*** SUPPLIED TEXT ***

Sensory Testing[edit | edit source]

  • L Dermatomes (superficial) → intact
  • R Dermatomes (superficial) → not in tact
  • L Somatosensory (cortical and proprioception) → intact
  • R Somatosensory (cortical and proprioception) → unable to feel crude/temperature touch on medial calf L4 dermatome distribution. Due to this, we did not proceed with cortical sensory testing or proprioception testing on this side.

Gait analysis[edit | edit source]

  • R side at each stage of gait Gait (See link for Ranchos Los Amigos Stages of Gait)
Initial Contact No R heel contact, R forefoot “slap”.
Loading Response Weight shift over L foot
Mid Stance No noticeable findings
Terminal Stance R hip drop,
Pre Swing Weight shifts towards L hip
Initial Swing R hip hike
Mid Swing R hip circumduction
Terminal Swing No R foot clearance
  • Overall Impression of Gait: Able to ambulate safely with minimal balance impairments although his R hip is circumducting and his dorsiflexion is extremely limited in his R foot during gait

Outcome Measures[edit | edit source]

  • Visual Analogue Scale for hip pain (5/10 at rest, 7/10 with activities ie. stair climbing)
  • GMFM (Gross motor function measure -- see Cerebral Palsy Outcome Measures) → some items not appropriate for adult use (ie. laying and rolling). We decided not to use this outcome measure but we will keep in mind the classification from the GMFCS to guide Rx along with pt goals
  • PHQ-9: Score = 5 (mild depression)


  • Fatigue severity scale → 6.5. This is average for individuals with a neurological disorder.


Special Tests[edit | edit source]

  • Standing Heel Raise: L 20, R 10
  • FABER (-) FADDIR (-) Hip scouring (-)
  • Second appointment: Thomas (-) Thompson (-)

Clinical Impression[edit | edit source]

Nathanial is a 24 year old male presenting with left side hip pain due to right hip circumduction during gait and foot drop on the same side. Pt has pre-diagnosed mild CP and presents with motor and sensory impairments. Severity is classified as Level 1 on the GMFCS. Patient is experiencing increased fatigue which is limiting participation in work and leisure activities.

Problem List[edit | edit source]

  • Reduced dorsiflexion and eversion on right side
  • Foot drop (R)
  • Sensory deficits in R foot (L4/L5 nerve root distribution)
  • Left sided glute weakness
  • Decreased strength tibialis anterior on R side
  • Decreased hip extension bilaterally
  • Tension in hip flexors bilaterally
  • Trendelenburg gait (L)

*** End of SUPPLIED TEXT ***
*** ENTRIES PROVIDED ***

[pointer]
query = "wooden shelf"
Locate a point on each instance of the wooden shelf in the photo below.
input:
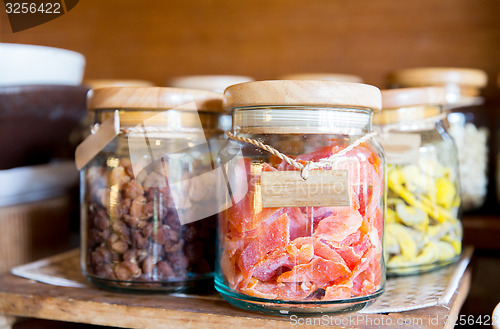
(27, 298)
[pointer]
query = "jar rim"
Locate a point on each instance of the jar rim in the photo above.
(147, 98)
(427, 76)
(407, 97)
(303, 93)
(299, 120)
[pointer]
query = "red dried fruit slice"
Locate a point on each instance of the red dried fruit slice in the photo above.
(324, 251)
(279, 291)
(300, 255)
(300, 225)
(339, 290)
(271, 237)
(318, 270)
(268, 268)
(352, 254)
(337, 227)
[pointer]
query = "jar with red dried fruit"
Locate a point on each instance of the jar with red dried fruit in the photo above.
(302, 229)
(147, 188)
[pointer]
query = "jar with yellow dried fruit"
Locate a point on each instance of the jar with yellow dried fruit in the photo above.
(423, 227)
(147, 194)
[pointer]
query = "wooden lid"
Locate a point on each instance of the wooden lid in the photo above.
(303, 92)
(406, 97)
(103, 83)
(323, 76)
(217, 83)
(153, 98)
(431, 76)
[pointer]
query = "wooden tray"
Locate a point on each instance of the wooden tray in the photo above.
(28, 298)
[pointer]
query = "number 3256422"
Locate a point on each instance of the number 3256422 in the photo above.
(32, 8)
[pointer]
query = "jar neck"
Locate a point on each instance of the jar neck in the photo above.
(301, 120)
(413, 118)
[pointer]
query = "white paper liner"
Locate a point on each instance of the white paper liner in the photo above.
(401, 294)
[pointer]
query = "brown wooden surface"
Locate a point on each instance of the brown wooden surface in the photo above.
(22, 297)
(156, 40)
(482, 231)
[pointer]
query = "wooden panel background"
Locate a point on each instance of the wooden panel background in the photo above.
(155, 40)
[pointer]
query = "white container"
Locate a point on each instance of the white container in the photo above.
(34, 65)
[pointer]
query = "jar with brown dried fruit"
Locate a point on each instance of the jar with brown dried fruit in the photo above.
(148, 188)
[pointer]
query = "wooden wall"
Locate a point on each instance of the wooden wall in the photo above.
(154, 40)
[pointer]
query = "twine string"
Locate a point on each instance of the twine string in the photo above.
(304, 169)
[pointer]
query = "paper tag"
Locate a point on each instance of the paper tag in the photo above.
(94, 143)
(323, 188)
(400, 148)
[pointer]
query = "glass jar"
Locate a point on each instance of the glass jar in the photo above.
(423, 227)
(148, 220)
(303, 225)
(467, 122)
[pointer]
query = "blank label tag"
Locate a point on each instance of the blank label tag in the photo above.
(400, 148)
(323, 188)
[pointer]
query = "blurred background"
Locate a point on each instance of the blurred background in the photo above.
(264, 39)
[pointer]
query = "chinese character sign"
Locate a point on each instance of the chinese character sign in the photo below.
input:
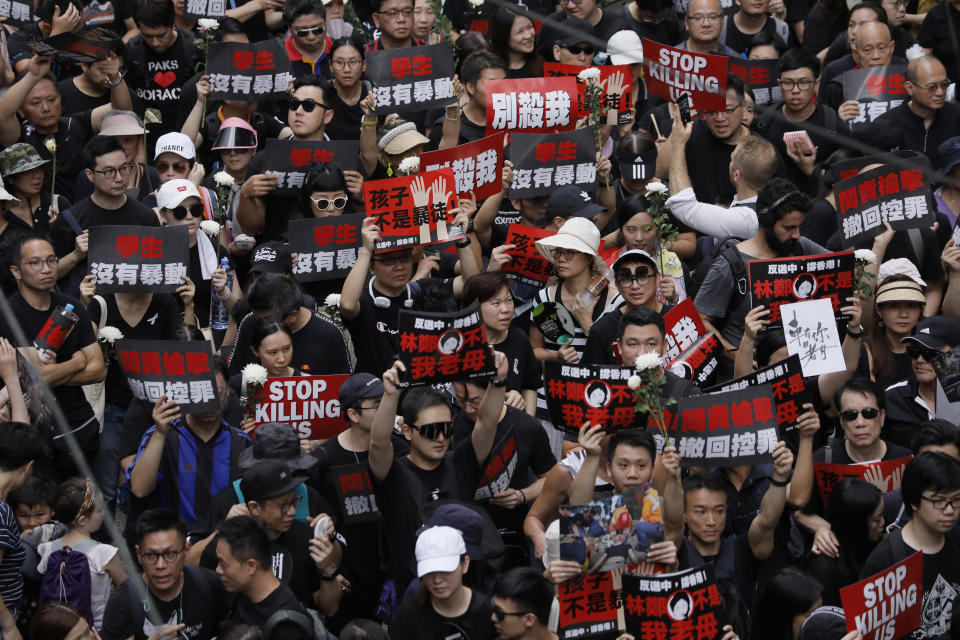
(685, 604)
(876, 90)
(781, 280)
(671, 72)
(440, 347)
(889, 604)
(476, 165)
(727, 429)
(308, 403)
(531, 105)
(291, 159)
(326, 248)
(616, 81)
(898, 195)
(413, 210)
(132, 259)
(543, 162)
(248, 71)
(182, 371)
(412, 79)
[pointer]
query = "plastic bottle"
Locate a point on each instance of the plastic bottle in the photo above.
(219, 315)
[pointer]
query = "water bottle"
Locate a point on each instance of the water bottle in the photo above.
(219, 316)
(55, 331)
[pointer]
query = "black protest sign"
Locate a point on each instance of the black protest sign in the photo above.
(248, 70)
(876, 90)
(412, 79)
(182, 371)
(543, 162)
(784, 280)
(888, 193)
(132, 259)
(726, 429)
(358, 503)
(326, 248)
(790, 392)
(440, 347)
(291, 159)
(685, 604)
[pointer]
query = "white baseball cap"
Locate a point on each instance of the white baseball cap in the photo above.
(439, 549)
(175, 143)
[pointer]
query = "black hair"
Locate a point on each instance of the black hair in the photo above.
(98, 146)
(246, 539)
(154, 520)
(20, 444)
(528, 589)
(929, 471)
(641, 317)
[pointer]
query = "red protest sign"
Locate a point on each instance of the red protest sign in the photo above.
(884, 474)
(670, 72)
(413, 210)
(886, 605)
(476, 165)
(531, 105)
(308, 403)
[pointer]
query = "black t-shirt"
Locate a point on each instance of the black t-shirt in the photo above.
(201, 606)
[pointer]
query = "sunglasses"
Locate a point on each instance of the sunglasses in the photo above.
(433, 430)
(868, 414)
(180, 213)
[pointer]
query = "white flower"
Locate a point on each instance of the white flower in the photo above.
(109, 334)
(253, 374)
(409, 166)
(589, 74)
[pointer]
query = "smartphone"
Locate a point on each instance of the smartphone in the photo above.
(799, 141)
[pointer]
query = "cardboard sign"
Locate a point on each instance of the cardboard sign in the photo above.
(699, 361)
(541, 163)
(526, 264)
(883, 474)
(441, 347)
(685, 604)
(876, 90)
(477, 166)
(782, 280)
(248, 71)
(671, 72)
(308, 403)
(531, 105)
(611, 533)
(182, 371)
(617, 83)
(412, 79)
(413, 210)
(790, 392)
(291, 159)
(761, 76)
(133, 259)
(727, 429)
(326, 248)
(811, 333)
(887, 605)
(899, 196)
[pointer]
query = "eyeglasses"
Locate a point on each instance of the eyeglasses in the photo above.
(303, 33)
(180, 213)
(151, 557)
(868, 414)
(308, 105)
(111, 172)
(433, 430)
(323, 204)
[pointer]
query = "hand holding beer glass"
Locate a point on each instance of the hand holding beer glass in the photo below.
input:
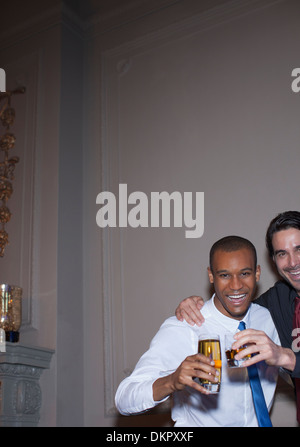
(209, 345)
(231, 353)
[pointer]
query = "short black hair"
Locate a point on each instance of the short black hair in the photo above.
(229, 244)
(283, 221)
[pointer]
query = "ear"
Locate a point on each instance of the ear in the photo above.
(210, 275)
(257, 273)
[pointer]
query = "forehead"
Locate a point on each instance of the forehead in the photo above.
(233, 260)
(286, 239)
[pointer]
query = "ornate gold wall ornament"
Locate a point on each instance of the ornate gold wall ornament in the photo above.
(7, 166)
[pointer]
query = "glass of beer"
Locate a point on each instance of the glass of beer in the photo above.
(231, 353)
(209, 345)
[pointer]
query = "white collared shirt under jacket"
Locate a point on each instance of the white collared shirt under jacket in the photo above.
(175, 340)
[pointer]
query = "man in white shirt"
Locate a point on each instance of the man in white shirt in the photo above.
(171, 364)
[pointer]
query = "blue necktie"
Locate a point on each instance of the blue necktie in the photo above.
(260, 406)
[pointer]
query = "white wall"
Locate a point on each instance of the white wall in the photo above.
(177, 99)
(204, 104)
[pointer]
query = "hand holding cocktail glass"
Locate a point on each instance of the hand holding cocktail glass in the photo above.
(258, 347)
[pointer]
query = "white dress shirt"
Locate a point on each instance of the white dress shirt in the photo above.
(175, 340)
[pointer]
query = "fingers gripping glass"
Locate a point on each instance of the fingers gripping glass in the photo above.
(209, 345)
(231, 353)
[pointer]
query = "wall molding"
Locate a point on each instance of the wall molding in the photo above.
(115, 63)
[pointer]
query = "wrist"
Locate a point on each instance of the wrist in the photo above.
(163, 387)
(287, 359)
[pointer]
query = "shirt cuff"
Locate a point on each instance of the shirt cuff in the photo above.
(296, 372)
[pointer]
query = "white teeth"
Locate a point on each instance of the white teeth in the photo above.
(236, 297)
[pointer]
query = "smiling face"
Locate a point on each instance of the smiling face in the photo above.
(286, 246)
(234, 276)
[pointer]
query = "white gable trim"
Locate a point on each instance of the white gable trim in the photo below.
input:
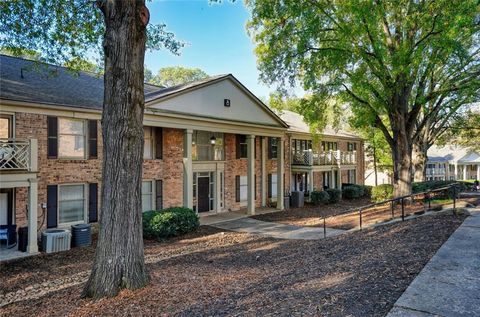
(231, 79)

*** End of ENTRIES PROVIDED ***

WHAT YOU ARE ASKED TO DO :: In the cerebral palsy case notes, how many standing heel raises were recorded for each leg?

SOLUTION FOR THIS PROBLEM :: Left 20, right 10.